__What to produce__:
Copy out every line below without alteration.

Input Block Start

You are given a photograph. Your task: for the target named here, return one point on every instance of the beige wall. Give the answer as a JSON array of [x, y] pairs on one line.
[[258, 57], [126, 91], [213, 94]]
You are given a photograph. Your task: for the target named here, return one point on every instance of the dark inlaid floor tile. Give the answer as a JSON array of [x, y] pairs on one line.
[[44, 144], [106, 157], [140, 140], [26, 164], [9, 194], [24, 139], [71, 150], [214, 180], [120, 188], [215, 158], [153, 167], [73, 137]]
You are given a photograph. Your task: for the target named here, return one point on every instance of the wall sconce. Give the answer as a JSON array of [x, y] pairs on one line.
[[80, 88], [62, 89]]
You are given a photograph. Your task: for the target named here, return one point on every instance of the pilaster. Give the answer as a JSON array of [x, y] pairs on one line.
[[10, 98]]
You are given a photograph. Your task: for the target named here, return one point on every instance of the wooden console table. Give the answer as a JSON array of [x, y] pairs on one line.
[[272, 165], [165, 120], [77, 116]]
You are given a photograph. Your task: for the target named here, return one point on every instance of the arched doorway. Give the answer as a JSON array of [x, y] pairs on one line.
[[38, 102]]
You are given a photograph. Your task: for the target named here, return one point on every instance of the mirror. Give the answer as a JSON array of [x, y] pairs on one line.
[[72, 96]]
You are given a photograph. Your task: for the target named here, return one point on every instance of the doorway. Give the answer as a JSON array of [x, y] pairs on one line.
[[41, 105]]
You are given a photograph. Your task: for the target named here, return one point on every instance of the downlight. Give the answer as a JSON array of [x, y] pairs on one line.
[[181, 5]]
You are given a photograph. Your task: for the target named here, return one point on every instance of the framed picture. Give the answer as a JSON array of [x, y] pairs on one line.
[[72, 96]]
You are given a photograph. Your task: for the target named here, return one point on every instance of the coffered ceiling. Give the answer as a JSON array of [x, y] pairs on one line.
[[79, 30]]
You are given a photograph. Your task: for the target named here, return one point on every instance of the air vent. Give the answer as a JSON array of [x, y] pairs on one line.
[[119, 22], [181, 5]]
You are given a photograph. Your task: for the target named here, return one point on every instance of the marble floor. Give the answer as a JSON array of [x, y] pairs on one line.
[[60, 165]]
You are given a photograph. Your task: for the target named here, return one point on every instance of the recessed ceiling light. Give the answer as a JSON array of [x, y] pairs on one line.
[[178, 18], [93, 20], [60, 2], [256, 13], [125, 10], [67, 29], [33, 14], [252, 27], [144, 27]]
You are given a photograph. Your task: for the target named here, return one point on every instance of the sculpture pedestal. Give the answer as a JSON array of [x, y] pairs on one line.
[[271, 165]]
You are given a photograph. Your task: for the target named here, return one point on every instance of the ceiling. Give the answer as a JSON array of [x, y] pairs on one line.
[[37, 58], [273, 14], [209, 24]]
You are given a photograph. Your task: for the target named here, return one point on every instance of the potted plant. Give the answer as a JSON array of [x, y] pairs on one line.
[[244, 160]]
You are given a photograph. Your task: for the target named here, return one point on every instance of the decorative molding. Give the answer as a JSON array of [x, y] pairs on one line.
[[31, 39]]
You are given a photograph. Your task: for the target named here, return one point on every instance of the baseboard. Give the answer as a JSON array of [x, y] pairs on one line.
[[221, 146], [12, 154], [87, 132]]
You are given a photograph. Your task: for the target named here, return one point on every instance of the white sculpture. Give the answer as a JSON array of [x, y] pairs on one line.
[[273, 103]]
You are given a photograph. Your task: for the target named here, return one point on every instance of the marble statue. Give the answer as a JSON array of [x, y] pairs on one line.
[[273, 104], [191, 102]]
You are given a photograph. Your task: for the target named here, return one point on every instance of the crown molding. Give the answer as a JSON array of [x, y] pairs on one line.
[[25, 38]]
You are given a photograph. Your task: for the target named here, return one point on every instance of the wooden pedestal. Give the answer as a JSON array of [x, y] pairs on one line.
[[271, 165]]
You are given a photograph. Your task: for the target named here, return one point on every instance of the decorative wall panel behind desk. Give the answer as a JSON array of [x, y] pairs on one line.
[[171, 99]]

Input Block End

__Output__:
You are given a photograph. Your task: for the target named here, return one point on every instance of the beige wall. Give the answer as a JSON array of [x, y] pairs on one line.
[[258, 57], [126, 91], [213, 94]]
You are given a photograph. Your task: for the target named here, return one point on every instance of the dark inlaid floor tile. Give the answer as a JSON array of [x, y] pairs on one line.
[[44, 144], [106, 157], [140, 140], [26, 164], [9, 194], [24, 139], [71, 150], [214, 180], [120, 188], [215, 158], [153, 167], [73, 137]]
You are given a photograph. Your task: for the target named here, return one point on every instance of the wall sconce. Give the answer as a JSON array of [x, y] pairs on one line.
[[80, 88], [62, 89]]
You are given a photograph. Your task: for the target named here, return one point on every instance of the pilaster. Give the answer as a JSON array of [x, y] pairs on one line.
[[10, 98]]
You are given a photograph. Your task: for the target named here, return one point on every instance of the wooden console table. Give the answer as a JSON array of [x, y] pairs on one line.
[[272, 165], [165, 120], [77, 116]]
You are given a photograph. Your task: for the target named here, return one point on every instance of the arched doorway. Give the answer as a JSON array of [x, y] pairs on one line.
[[38, 102]]
You are given a photograph. Your task: for the target named here, return one point on every instance of the mirror. Give the answer as a JSON array of [x, y] pairs on one line.
[[72, 96]]
You are given a photograph. Your task: for the target named here, return one point on every instance of the doorway. Give the answer as a JSON array of [x, y] pairs on one line.
[[41, 105]]
You are given a photograph. Your task: for the target named here, return one point on every instance of the downlight. Give the answer as a JSON array of [x, y] pairs on one line.
[[181, 5]]
You are given a photograph. Your task: for the target named here, return one point on every instance of the framed picture. Give the answer as a JSON array of [x, y] pairs on one line.
[[72, 96]]
You are given a photograph. Your task: for the target named here, return one point on every instance of the coffered ceiling. Give the answer as a JSON array of [x, y] pairs on one line.
[[79, 30]]
You are given a photograph. Your task: for the target named here, return one point on every instance of the air vent. Give the answer as a JSON array of [x, y] pairs on one line.
[[119, 22], [181, 5]]
You are given a photograph. Your task: for the target named here, return one point on every instance of the marble floor. Give the answer as a JSON array of [x, y] pairs on one line.
[[60, 165]]
You are given a photograph. Your task: for the target named here, return one point on every instance of the recessed ceiling light. Give the answer as a JSON array of [x, y] pairs on one line.
[[178, 18], [93, 20], [60, 2], [256, 13], [125, 10], [67, 29], [33, 14], [252, 27], [144, 27]]
You are given a photograph. Your task: for the target named here, return one point on every instance of the sculpture pedestal. Give the answer as a JSON array of [x, y] pairs on one line.
[[271, 165]]
You are given a photograph. Your task: for the target named here, return one point on every instance of the ceiling. Give the answer as a JSON array of [x, y] pairs on one line.
[[37, 58], [273, 14], [209, 24]]
You are given a photograph. Your task: for the target named here, return one point on every instance of the potted plant. Give the answer as a JSON array of [x, y] pairs on one line.
[[244, 160]]
You are given a photograph. Your task: for the target named here, return one point on every instance of the decorative molding. Give the answer as a JSON array of [x, y] pairs on one line.
[[31, 39]]
You are given a photograph. Your task: for the target named here, return one point on every instance of the baseboard. Give the answer as a JSON array of [x, y] pairs on one line.
[[221, 146], [12, 154], [87, 132]]
You are given a photograph. Your task: for the target named here, return one point on every instance of the white sculpture. Give the answer as a JSON array of [x, y] pairs on one line.
[[273, 103]]
You are given a photograph. Your task: for the target named here, return one point on every instance of the marble statue. Give the answer as a JSON array of [x, y] pairs on one line.
[[273, 104], [191, 102]]
You are given a photograph. Your task: for the target named here, return one point on every instance of the crown molding. Give the answer as a JSON array of [x, y] pairs on one line.
[[25, 38]]
You are given a photograph. Your task: for the target named here, return one point on every instance of the wooden pedestal. Give the answer as a JSON array of [x, y] pairs on one line.
[[271, 165]]
You are given a photograph. Your task: for the target named here, return one point on every instance of the decorative wall panel behind desk. Give the answer as a JSON array of [x, y] pairs on one line.
[[171, 99]]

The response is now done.